Task objective:
Copy every line of the records below verbatim, leaving out the pictures.

Data entries:

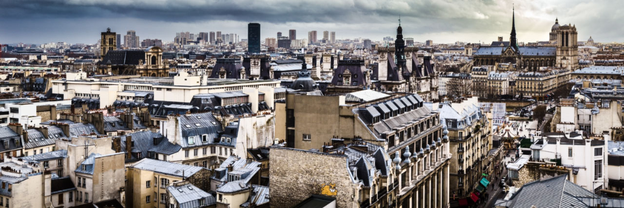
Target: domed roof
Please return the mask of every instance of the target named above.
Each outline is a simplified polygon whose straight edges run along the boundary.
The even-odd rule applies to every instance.
[[[290,88],[301,91],[314,91],[318,89],[318,85],[310,77],[310,72],[308,70],[308,65],[304,62],[301,64],[301,70],[297,73],[297,79],[290,85]]]
[[[559,28],[559,19],[555,19],[555,24],[552,25],[552,27],[550,28],[551,31],[555,31],[555,30]]]

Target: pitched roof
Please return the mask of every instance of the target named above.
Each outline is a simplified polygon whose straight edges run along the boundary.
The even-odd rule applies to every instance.
[[[567,174],[524,184],[513,197],[510,207],[587,207],[577,197],[598,197],[567,179]]]
[[[202,167],[192,166],[149,158],[144,158],[132,164],[130,167],[180,177],[190,177],[202,169],[205,169]]]

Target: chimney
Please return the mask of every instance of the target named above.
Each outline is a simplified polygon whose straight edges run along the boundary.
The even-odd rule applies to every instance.
[[[43,127],[43,126],[35,127],[35,129],[36,129],[37,131],[41,131],[41,133],[43,134],[43,136],[46,137],[46,138],[49,138],[48,136],[49,135],[47,134],[47,127]]]
[[[125,153],[126,159],[132,158],[132,136],[127,135],[125,136]]]
[[[22,131],[24,131],[24,126],[22,126],[22,125],[19,123],[9,123],[9,128],[10,128],[11,130],[13,130],[13,132],[15,132],[18,135],[21,135]]]
[[[50,106],[50,120],[56,120],[56,106]]]
[[[113,138],[113,149],[115,149],[115,153],[121,152],[121,137],[117,136]]]

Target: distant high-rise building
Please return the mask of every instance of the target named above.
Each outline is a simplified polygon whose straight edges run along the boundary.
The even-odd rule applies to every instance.
[[[215,40],[216,40],[215,39],[215,32],[210,32],[210,45],[214,44],[215,44]]]
[[[364,49],[371,50],[371,40],[370,39],[364,39]]]
[[[199,33],[199,38],[204,41],[208,42],[208,32],[202,32]]]
[[[265,45],[269,47],[277,47],[276,40],[275,37],[267,37],[265,39]]]
[[[162,40],[145,39],[141,42],[141,47],[147,47],[152,46],[162,47]]]
[[[291,40],[296,40],[297,39],[297,31],[293,29],[288,31],[288,37],[290,37]]]
[[[412,47],[414,46],[414,39],[411,37],[405,38],[405,45]]]
[[[308,32],[308,40],[310,44],[316,42],[316,31]]]
[[[277,40],[277,47],[284,48],[286,49],[290,49],[290,39],[281,39]]]
[[[247,26],[248,48],[250,54],[260,53],[260,24],[250,23]]]
[[[124,44],[128,48],[138,48],[139,47],[139,36],[134,31],[128,31],[124,35]]]
[[[109,50],[117,49],[117,34],[110,32],[110,27],[107,28],[106,32],[102,32],[102,39],[100,42],[100,56],[104,59]]]
[[[121,34],[117,34],[117,49],[119,50],[119,49],[121,49],[121,43],[120,42],[121,42]]]

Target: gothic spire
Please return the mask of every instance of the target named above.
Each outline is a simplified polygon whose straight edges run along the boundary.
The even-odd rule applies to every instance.
[[[512,9],[512,21],[511,21],[511,37],[509,37],[509,46],[513,47],[517,50],[518,49],[518,43],[517,40],[515,38],[515,6]]]

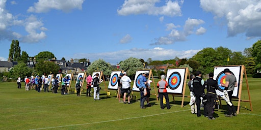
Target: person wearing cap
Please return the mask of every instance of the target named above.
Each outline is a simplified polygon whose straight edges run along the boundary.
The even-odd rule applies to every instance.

Exercise answer:
Target: domed roof
Please return the mask of every instance of the target named above.
Each outline is a simplified polygon whose straight edges run along the boundary.
The even-odd rule applies to every instance.
[[[290,88],[301,91],[314,91],[318,89],[318,85],[310,77],[310,72],[308,70],[308,65],[304,62],[301,64],[301,70],[297,73],[297,79],[290,85]]]
[[[559,28],[559,19],[555,19],[555,24],[552,25],[552,27],[550,28],[551,31],[555,31],[555,30]]]

Target: pitched roof
Please return the mask of every instance of the target named above.
Each outline is a simplified polygon whose straight edges run along the boundary.
The even-odd rule applies to every instance.
[[[567,174],[524,184],[513,197],[510,207],[587,207],[577,197],[598,197],[567,179]]]
[[[202,167],[192,166],[149,158],[144,158],[132,164],[130,167],[180,177],[190,177],[202,169],[205,169]]]

Target: chimney
Please return the mask of every instance of the target named above.
Each outline is a simplified polygon whose straight edges run along the boundary.
The even-odd rule applies to every instance.
[[[43,127],[43,126],[35,127],[35,129],[36,129],[37,131],[41,131],[41,133],[43,134],[43,136],[46,137],[46,138],[49,138],[48,136],[49,135],[47,134],[47,127]]]
[[[125,153],[126,159],[132,158],[132,136],[127,135],[125,136]]]
[[[22,131],[24,131],[24,126],[22,126],[22,125],[19,123],[9,123],[9,128],[10,128],[11,130],[13,130],[13,132],[15,132],[18,135],[21,135]]]
[[[50,106],[50,120],[56,120],[56,106]]]
[[[113,138],[113,149],[115,149],[115,153],[121,152],[121,137],[117,136]]]

Target: distant high-rise building
Please return the mask of every instance of the target named above.
Each outline is a simplified polygon whose straight edges run along the boundary.
The even-odd rule applies to every instance.
[[[215,40],[216,40],[215,39],[215,32],[210,32],[210,45],[214,44],[215,44]]]
[[[364,49],[371,50],[371,40],[370,39],[364,39]]]
[[[199,33],[199,38],[204,41],[208,42],[208,32],[202,32]]]
[[[265,45],[269,47],[277,47],[276,40],[275,37],[267,37],[265,39]]]
[[[162,40],[145,39],[141,42],[141,47],[147,47],[152,46],[162,47]]]
[[[291,40],[296,40],[297,39],[297,31],[293,29],[288,31],[288,37],[290,37]]]
[[[412,47],[414,46],[414,39],[411,37],[405,38],[405,45]]]
[[[308,32],[308,40],[310,44],[316,42],[316,31]]]
[[[277,40],[277,47],[284,48],[286,49],[290,49],[290,39],[281,39]]]
[[[247,26],[248,48],[250,54],[260,53],[260,24],[250,23]]]
[[[124,44],[128,48],[138,48],[139,47],[139,36],[134,31],[128,31],[124,35]]]
[[[109,50],[117,49],[117,34],[110,32],[110,27],[107,28],[106,32],[102,32],[102,39],[100,42],[100,56],[104,59]]]
[[[121,34],[117,34],[117,49],[119,50],[119,49],[121,49],[121,43],[120,42],[121,42]]]

Target: gothic spire
Please return the mask of every instance of the target named above.
Each outline is a simplified polygon whose straight edges run along the boundary.
The even-odd rule applies to every instance.
[[[512,9],[512,21],[511,21],[511,37],[509,37],[509,46],[513,47],[517,50],[518,49],[518,43],[517,40],[515,38],[515,6]]]

Target: person wearing cap
Please return the mask of every instance of the target named above.
Each outline is a simplified polygon whose straight edges run along the boundary.
The even-odd rule applies to every instance.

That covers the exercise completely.